> [WHAT IS REQUIRED]
Each entry must be reproduced precisely as it stands.

> [EXERCISE MATERIAL]
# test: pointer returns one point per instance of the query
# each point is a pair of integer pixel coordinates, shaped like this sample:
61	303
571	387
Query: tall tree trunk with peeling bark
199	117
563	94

> [SOLUTION TO THIS EXERCISE]
# test: pointer returns one point per instance of the query
# each point is a pair of integer pixel coordinates, shaped like this sample:
61	303
571	387
Query: tall tree trunk with peeling bark
199	117
563	94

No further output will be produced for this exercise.